## Your objective
Return the records below from the line containing "Place one point per instance of the surfer" onward, exactly, through and including the last line.

Object position labeling entries:
**********

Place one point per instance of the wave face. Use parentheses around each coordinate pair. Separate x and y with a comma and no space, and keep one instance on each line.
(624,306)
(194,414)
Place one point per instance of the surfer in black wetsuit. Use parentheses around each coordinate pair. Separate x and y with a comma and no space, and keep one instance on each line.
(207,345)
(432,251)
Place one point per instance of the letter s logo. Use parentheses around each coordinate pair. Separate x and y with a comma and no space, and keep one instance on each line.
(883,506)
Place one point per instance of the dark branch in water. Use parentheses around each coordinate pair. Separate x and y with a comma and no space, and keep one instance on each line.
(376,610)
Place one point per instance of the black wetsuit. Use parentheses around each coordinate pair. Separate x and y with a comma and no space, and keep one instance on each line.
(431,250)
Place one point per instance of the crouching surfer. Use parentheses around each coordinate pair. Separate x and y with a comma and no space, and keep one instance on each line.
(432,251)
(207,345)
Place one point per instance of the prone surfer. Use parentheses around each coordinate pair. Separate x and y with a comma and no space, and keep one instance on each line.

**********

## Reply
Place one point per instance of the surfer in black wetsuit. Use parentheses around each coordinate pair. Separate x and y with a comma and no space, and keep one instance on each line.
(207,345)
(432,251)
Place one point per instance of the letter s logo. Use parentheses around each coordinate pair. Separate x and y with a comma and no space, and keep one instance on each line.
(883,506)
Place one point per instance of the dark branch in water. Use parentheses around each coordinate pair. Separate x and y with a comma and no space, and keep one instance on each line.
(376,610)
Place one point per instance of the black wetsuit. Use parentheses around each coordinate pair. Separate x and y with a comma and no space, and keep one instance on each line.
(431,250)
Place one point per instance of the crouching surfer. Use parentheses around each coordinate pair. Separate x and y with a comma and no space, and keep one instance on each line.
(432,251)
(207,345)
Place one point per instance of the prone surfer. Use parentheses around each coordinate pair. Separate x and y with a comma and no space, and keep one instance on each line.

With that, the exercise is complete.